Repeat the material exactly, every line of it.

+++

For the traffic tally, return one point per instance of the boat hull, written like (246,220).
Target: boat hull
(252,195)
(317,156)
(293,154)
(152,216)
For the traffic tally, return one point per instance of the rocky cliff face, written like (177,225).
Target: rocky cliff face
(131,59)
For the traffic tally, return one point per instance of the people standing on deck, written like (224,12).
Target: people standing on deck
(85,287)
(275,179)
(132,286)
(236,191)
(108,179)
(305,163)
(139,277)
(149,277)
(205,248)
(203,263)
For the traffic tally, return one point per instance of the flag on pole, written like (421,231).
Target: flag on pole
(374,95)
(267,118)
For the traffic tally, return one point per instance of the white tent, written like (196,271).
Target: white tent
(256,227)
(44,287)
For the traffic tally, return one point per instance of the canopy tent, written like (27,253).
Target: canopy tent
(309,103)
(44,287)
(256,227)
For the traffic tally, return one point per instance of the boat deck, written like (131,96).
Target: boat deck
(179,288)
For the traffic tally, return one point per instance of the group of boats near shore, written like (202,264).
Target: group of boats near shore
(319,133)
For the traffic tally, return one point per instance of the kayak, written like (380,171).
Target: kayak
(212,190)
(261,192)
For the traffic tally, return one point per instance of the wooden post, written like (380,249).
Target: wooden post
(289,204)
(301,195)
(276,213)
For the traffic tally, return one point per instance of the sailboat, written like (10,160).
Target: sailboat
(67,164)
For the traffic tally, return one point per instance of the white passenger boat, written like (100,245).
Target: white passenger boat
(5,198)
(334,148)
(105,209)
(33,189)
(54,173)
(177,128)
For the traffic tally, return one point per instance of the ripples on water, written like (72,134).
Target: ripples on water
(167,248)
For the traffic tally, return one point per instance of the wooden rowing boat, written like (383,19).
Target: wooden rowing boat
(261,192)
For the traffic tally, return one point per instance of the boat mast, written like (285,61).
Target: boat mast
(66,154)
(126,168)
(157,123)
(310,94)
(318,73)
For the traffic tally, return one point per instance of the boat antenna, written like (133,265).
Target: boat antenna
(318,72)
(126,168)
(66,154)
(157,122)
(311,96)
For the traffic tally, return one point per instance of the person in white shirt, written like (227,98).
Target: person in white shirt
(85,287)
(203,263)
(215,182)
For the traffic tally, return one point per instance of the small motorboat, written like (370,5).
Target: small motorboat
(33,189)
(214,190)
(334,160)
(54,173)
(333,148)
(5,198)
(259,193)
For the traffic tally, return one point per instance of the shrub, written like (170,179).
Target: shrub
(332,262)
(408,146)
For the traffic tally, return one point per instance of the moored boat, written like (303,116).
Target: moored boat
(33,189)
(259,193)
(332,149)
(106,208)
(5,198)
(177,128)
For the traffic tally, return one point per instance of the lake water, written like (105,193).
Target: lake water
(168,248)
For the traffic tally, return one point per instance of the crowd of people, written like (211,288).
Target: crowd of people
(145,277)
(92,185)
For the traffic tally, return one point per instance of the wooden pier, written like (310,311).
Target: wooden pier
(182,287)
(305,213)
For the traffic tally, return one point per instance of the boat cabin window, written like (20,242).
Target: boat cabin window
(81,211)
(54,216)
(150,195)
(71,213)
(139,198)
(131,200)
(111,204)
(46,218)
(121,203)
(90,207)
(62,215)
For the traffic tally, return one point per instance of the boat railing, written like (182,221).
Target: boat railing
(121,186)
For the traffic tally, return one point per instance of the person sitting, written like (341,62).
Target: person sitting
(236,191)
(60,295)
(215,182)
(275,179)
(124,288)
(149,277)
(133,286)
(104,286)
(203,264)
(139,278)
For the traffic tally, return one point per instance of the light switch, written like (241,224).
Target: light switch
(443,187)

+++

*ANSWER TO THE EXERCISE:*
For the traffic tally, return one point per instance of the boat hull, written like (246,220).
Target: boat hull
(252,195)
(317,156)
(293,154)
(152,216)
For the traffic tally, return one point per instance of the rocky cliff face, written like (177,225).
Target: rocky cliff face
(131,59)
For the traffic tally, return one point per instance of the people standing on deck, written like (224,12).
Target: people standing on deck
(85,287)
(275,179)
(132,286)
(236,191)
(108,179)
(305,163)
(139,277)
(149,277)
(205,248)
(203,263)
For the traffic tally, return one point per instance of the flag on pole, written like (421,231).
Target: flag on pole
(374,95)
(267,118)
For the traffic tally, return one point per instance of the white tent, written like (196,271).
Target: white tent
(256,227)
(44,287)
For the traffic tally, return one point per instance of the canopy tent, written like (27,253).
Target: canopy tent
(309,103)
(44,287)
(256,227)
For the traffic tally, return one point per instance of the boat deck, written like (131,96).
Target: boat deck
(179,288)
For the traffic tally, return one point per instance of the group of boats near shore, written like (202,264).
Target: group of boats near shore
(319,133)
For the traffic tally, return one point per instance of the kayak, written like (380,171).
Target: kayak
(212,190)
(261,192)
For the traffic tally, return one point per instance of the wooden post, written like (380,249).
Target: wooden post
(289,204)
(301,195)
(276,213)
For the traffic tally, return one point per instance of the sailboat, written like (10,160).
Target: sailboat
(67,164)
For the traffic tally, return one point per instance of the white passenger boat, written like (100,245).
Target: white passenger boat
(5,198)
(334,148)
(105,209)
(33,189)
(54,173)
(177,128)
For the traffic tally, return one point per instance of the ripples on water, written like (72,134).
Target: ripples on water
(167,248)
For the traffic tally, return one point per instance of the wooden rowing boat, written like (383,19).
Target: wooden rowing boat
(261,192)
For the traffic tally, return one point per instance of the boat mast, written like (285,61).
Target: boat mast
(66,154)
(126,168)
(157,123)
(310,94)
(318,73)
For the traffic tally, return one point per instance of the boat antenna, written like (133,265).
Target: boat antenna
(318,72)
(126,168)
(66,154)
(157,122)
(311,96)
For the traffic tally, return one point per instance of the person in white shirt, written like (227,98).
Target: person in white shirt
(85,287)
(203,263)
(215,182)
For the traffic tally, return one point per instance of the small motorboat, written like (370,5).
Target: small motorboat
(33,189)
(214,190)
(334,160)
(54,173)
(333,148)
(5,198)
(259,193)
For the traffic tally, return one point per instance of the shrub, written like (170,179).
Target: shrub
(332,262)
(408,146)
For the traffic tally, return one point per instance of the moored boat, written like (303,116).
Target: moored boat
(33,189)
(259,193)
(332,149)
(106,208)
(5,198)
(177,128)
For the traffic tally, return one point per instance of the lake water, written like (105,193).
Target: lake water
(168,248)
For the traffic tally, return one point per instance of the crowd of people, written like (211,288).
Target: crowd of people
(145,277)
(92,185)
For the traffic tally, return one point per instance of the wooden pier, written like (310,311).
Target: wooden pier
(182,287)
(305,213)
For the traffic tally, return one point per instance of the boat cabin window, written like (20,242).
Target: boat cabin window
(81,211)
(54,216)
(150,195)
(71,213)
(139,198)
(131,200)
(111,204)
(46,218)
(121,203)
(90,207)
(62,215)
For the traffic tally, return one point per instance of the boat railing, written like (182,221).
Target: boat railing
(121,186)
For the traffic tally, return one point per instance of the person sitting, written like (341,62).
Target: person sitting
(236,191)
(60,295)
(215,182)
(275,179)
(124,288)
(149,277)
(133,286)
(104,286)
(203,264)
(139,278)
For the traffic tally, return one point per instance of the light switch, written like (241,224).
Target: light switch
(443,187)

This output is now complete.